## Task requirements
Repeat the lines that follow, leaving nothing out.

## Input data
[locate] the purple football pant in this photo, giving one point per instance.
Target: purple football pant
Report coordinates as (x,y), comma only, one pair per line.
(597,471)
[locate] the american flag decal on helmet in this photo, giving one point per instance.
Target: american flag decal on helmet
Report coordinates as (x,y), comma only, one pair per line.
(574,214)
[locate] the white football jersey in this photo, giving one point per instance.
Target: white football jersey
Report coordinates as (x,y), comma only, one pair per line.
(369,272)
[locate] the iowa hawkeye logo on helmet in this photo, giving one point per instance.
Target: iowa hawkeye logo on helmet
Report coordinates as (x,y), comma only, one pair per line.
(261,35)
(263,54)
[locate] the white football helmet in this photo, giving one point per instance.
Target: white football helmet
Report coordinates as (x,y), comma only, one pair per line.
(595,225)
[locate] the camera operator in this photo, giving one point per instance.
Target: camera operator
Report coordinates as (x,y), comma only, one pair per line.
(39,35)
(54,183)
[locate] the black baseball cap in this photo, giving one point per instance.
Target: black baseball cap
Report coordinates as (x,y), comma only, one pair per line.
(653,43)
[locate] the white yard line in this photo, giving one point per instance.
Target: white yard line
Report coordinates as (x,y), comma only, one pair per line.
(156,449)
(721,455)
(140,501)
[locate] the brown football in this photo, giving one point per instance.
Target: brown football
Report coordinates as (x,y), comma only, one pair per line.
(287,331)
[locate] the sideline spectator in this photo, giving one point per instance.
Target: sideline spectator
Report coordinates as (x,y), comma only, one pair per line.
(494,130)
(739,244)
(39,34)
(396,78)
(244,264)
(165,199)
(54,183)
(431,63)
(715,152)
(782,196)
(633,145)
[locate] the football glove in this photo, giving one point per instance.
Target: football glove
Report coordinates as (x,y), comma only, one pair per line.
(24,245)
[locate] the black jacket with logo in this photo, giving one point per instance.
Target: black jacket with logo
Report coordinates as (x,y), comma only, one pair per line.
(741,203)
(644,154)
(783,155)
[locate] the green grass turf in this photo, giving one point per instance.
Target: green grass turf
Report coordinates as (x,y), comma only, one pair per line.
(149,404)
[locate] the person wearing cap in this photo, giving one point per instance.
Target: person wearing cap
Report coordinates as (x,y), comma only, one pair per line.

## Task response
[locate] the purple football pant in this photo, giving one point per instance.
Target: purple football pant
Report coordinates as (x,y), comma only, one pair per line.
(597,471)
[locate] the american flag decal on helmet in this photo, giving one point per instance.
Target: american flag decal on helmet
Report coordinates as (x,y), comma only, one pair per line.
(574,214)
[locate] the white football jersey in this photo, giving one point per instance.
Target: white football jersey
Report coordinates as (x,y), comma only, one pair per line.
(369,272)
[locate] the iowa hawkeye logo on helmet in this photo, giving one point per instance.
Target: iowa hawkeye logo on helmet
Report coordinates as (x,y), comma only, one pair per line.
(261,35)
(263,54)
[locate] the white football helmet in this photo, giving one point per instance.
Target: white football helmet
Report coordinates as (x,y), comma only, one pair per line.
(595,225)
[locate] the camera operator in this photo, giving one point per instance.
Target: camera operator
Report coordinates as (x,y), comma only, one pair per line.
(39,35)
(54,183)
[locate] the black baseball cap in this photo, giving one point per instance.
Target: black baseball cap
Report coordinates as (x,y), comma only, one pair per line.
(653,43)
[locate] the white yard line in this photo, giving one point per instance.
Target: white yard line
Report coordinates as (x,y), comma only, one pair per line.
(156,449)
(721,455)
(140,501)
[locate] the brown football in this photo, giving one point per instance.
Target: brown football
Report coordinates as (x,y), comma only, one pair per line.
(287,331)
[locate] the sideline spectator in this photo, giving one point per instance.
Target: sideline spectator
Report coordinates as (x,y), comma only, one pair per line.
(494,130)
(739,244)
(39,34)
(396,78)
(244,264)
(165,199)
(54,183)
(431,63)
(715,152)
(782,196)
(633,145)
[locate] the football glove in this photo, giving one point per instance.
Target: football glove
Report coordinates as (x,y), comma only, one pair per line.
(24,245)
[locate] the black jacket with logo in this photo, giving one point per instance.
Target: black jacket with logo
Report coordinates as (x,y), comma only, one pair per line.
(741,203)
(644,154)
(783,155)
[locate] the green grass turf in this photo, giving one point per instance.
Target: green grass turf
Report coordinates as (x,y), comma only, one pair per line.
(149,404)
[locate] the person wearing cap in this photo, giving one point per instance.
Target: person wearing cap
Report coordinates as (x,y), comma only, one pair per line.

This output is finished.